Texte extrait
****************************************
Elianora a écrit:Je demande vos réactions en tant que femme avant tout
comment vous le ressentez, comment vous le gérez
Agacement.
J'ai du être flatté les, quoi...dix premières fois? En étant généreuse. Après, tu t'aperçois que ce n'est pas un réel compliment. Que t'es juste à leur disposition, dans la rue, et qu'ils aiment te le faire savoir.
Il y a trois choses qui m'ont fait detester vraiment ce harcèlement. La première, c'est lorsque je me promenais tard le soir dans les rues, j'avais
(j'ai) en arrière pensée la peur d'être violée. Or mes parents ne m'ont jamais inculqué cette peur, je ne connaissais personne ayant été agressé, et n'ayant pas la télé, ni aucun média qui colporte des faits divers, je n'ai jamais été soumise à ce message. Pourtant, j'avais cette peur. Parce que l'expérience du harcèlement de rue m'avait bien martelé en tête que les hommes me regardaient dans la rue comme baisable, et accessible.
La seconde, et c'est assez con
(Dans cette anecdote, vous decouvrirez combien je suis longue à la détente) c'est lorsque je me suis aperçue que je ne prenais aucun plaisir à me faire complimenter dans la rue, ou extremement rarement
(Cela arrive, tout de même. Lorsque quelqu'un te fait un compliment vraiment spontané, et n'espere rien derrière, surtout n'insiste en rien pour continuer à te parler ou obtenir une réponse de toi, et respecte ton espace. Mais c'est extremement rare.).
En fait, j'étais souvent juste mal à l'aise. Et pourtant, lorsque j'en parlais, je faisais comme si c'était flatteur, tout ça. Même si mon malaise m'envoyait les signaux inverses.
Parce que c'était ainsi qu'on attendait de moi que je le prenne, qu'importe mon ressenti.
(D'ailleurs, lorsque j'ai tenté de parler du fait que je n'aimais pas ça, tout le monde m'a dit "attention à ne pas refuser les compliments, ne te ferme pas". Même les femmes de ma famille qui ont vécu ce harcèlement. Et il a fallu qu'on en parle, que j'essaye de les renvoyer à leur vécu pour qu'elles comprennent le malaise, lorsqu'elles ont admis qu'elles non plus n'avaient pas aimé ça. On est censées être flattées, honorées, et le fait que ce ne soit pas le cas, et même souvent insécurisant, est un paramètre dont personne n'a que foutre.)
Et la troisième, c'est lorsque je me suis aperçue que je disais
"pardon" aux mecs qui insistaient lorsque j'avais clairement exprimé mon manque d'envie d'entrer en interaction avec eux. Cela peut sembler étrange, mais m'en apercevoir m'a réellement choquée. Je leur demandais pardon de refuser leurs avances insistantes et déplacées. Genre ils étaient dans leur bon droit, et j'étais coupable de ne pas y répondre, au point d'avoir le réflexe de m'excuser.
****************************************
Consigne
Recopiez le passage du texte sur le harcèlement de rue qui va de "J'ai du être" jusqu'à "baisable, et accessible.", en mettant "crainte" à la place de "peur".

Données
****************************************
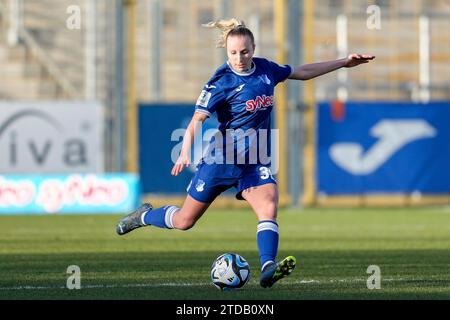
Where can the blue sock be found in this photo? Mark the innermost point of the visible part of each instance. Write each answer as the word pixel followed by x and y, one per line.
pixel 267 238
pixel 161 217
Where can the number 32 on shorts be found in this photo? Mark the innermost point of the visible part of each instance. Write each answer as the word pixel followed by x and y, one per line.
pixel 265 173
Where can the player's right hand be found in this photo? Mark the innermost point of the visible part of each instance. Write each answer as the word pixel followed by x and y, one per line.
pixel 182 162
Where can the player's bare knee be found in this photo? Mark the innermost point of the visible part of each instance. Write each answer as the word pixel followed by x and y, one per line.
pixel 267 210
pixel 185 223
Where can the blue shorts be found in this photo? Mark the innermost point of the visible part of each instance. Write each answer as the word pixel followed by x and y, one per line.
pixel 211 180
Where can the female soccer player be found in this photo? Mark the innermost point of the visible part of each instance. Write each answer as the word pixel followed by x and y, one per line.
pixel 241 93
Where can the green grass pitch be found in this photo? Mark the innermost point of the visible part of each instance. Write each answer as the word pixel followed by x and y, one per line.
pixel 333 247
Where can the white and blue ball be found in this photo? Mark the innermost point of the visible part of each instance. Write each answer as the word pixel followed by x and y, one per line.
pixel 230 271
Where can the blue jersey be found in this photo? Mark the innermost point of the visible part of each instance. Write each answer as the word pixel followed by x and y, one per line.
pixel 243 103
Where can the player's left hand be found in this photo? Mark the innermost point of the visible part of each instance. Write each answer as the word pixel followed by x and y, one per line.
pixel 356 59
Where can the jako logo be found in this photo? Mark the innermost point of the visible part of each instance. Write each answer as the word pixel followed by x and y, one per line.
pixel 261 102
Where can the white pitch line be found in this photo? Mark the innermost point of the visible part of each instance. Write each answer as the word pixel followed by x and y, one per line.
pixel 194 284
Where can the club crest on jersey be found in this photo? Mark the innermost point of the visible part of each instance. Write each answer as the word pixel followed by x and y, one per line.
pixel 203 99
pixel 200 186
pixel 260 102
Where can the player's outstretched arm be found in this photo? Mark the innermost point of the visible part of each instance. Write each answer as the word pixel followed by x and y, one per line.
pixel 312 70
pixel 184 160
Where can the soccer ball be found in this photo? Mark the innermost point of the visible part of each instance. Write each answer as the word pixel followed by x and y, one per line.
pixel 230 271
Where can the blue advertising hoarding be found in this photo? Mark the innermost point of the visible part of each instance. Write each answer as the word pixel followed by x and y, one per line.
pixel 390 148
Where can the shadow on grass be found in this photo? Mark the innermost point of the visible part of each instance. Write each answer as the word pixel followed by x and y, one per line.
pixel 405 274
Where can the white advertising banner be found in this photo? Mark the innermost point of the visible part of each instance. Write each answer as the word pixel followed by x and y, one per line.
pixel 51 137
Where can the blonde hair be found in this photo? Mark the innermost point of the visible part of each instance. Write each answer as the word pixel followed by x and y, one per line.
pixel 228 27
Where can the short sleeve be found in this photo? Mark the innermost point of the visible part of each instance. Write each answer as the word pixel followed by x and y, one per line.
pixel 280 72
pixel 209 100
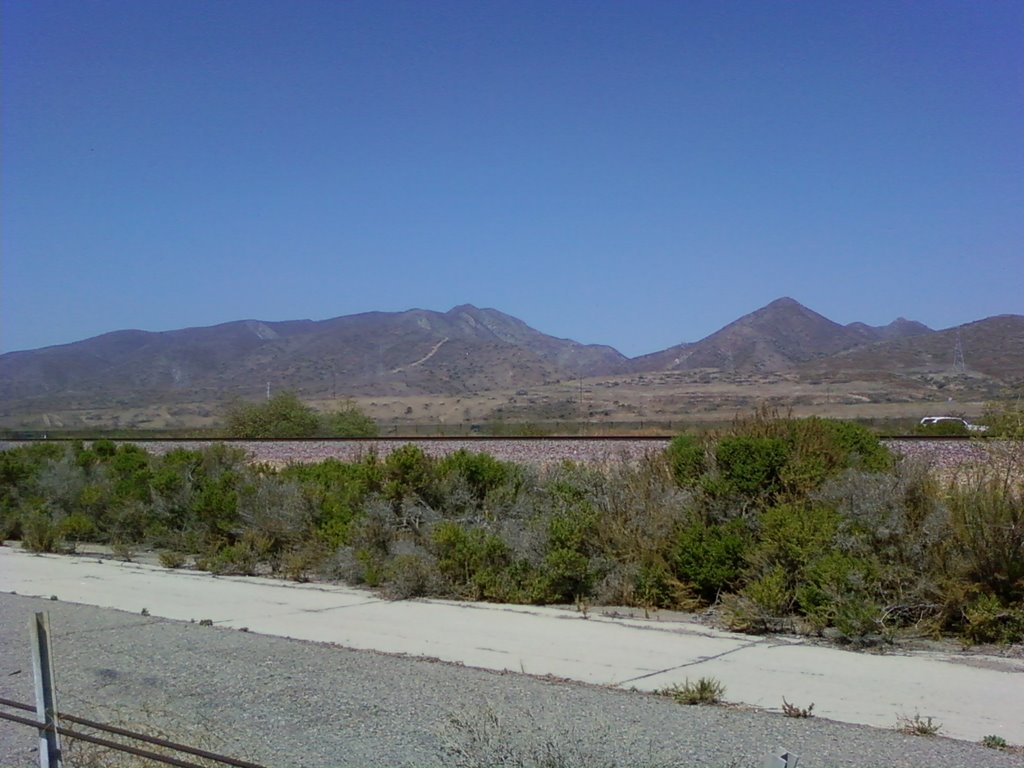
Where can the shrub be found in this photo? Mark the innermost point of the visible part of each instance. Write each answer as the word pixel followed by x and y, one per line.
pixel 707 690
pixel 40 532
pixel 687 459
pixel 987 527
pixel 712 557
pixel 349 421
pixel 408 472
pixel 751 466
pixel 282 416
pixel 472 560
pixel 986 620
pixel 172 559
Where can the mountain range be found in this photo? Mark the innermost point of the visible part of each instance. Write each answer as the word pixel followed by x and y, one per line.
pixel 471 350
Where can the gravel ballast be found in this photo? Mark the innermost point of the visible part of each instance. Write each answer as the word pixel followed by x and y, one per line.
pixel 287 702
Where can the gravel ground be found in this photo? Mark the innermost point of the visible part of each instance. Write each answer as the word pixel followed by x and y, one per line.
pixel 285 702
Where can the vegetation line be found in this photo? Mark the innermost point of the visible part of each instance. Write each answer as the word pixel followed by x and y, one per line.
pixel 805 525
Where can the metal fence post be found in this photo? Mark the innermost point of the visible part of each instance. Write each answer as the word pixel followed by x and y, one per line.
pixel 46 702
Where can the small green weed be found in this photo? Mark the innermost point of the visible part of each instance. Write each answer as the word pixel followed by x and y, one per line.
pixel 916 725
pixel 994 742
pixel 706 690
pixel 792 711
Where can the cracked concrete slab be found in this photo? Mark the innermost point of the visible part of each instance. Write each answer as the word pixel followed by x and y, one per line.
pixel 972 696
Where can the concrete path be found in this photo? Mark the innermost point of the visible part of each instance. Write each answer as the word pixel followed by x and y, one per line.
pixel 971 695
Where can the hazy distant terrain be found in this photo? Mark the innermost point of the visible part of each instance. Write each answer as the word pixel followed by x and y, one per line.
pixel 471 365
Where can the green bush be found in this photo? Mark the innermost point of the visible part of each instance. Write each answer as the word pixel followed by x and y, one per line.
pixel 348 421
pixel 712 558
pixel 752 466
pixel 687 459
pixel 282 416
pixel 986 620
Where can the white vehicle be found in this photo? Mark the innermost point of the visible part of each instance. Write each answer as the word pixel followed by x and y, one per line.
pixel 929 420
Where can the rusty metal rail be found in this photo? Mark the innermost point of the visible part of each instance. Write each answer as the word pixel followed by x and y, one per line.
pixel 124 732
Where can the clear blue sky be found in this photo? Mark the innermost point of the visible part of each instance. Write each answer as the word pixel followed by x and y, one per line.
pixel 630 173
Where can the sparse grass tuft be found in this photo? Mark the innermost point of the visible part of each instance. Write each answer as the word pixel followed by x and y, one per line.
pixel 792 711
pixel 706 690
pixel 918 726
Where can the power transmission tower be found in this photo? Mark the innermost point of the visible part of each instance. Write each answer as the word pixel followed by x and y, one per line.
pixel 958 365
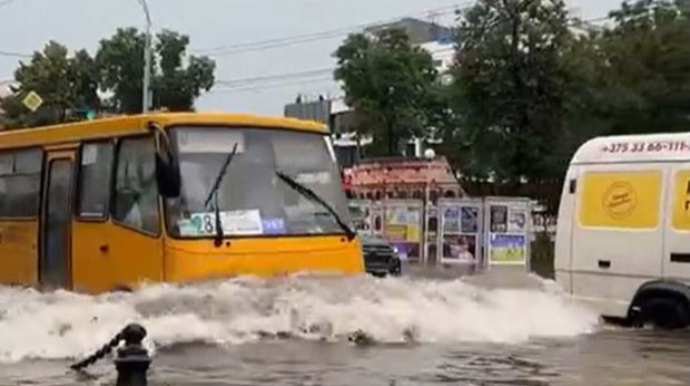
****************************************
Réponse
J'ai du être flatté les, quoi...dix premières fois? En étant généreuse. Après, tu t'aperçois que ce n'est pas un réel compliment. Que t'es juste à leur disposition, dans la rue, et qu'ils aiment te le faire savoir.
Il y a trois choses qui m'ont fait detester vraiment ce harcèlement. La première, c'est lorsque je me promenais tard le soir dans les rues, j'avais
(j'ai) en arrière pensée la crainte d'être violée. Or mes parents ne m'ont jamais inculqué cette crainte, je ne connaissais personne ayant été agressé, et n'ayant pas la télé, ni aucun média qui colporte des faits divers, je n'ai jamais été soumise à ce message. Pourtant, j'avais cette crainte. Parce que l'expérience du harcèlement de rue m'avait bien martelé en tête que les hommes me regardaient dans la rue comme baisable, et accessible.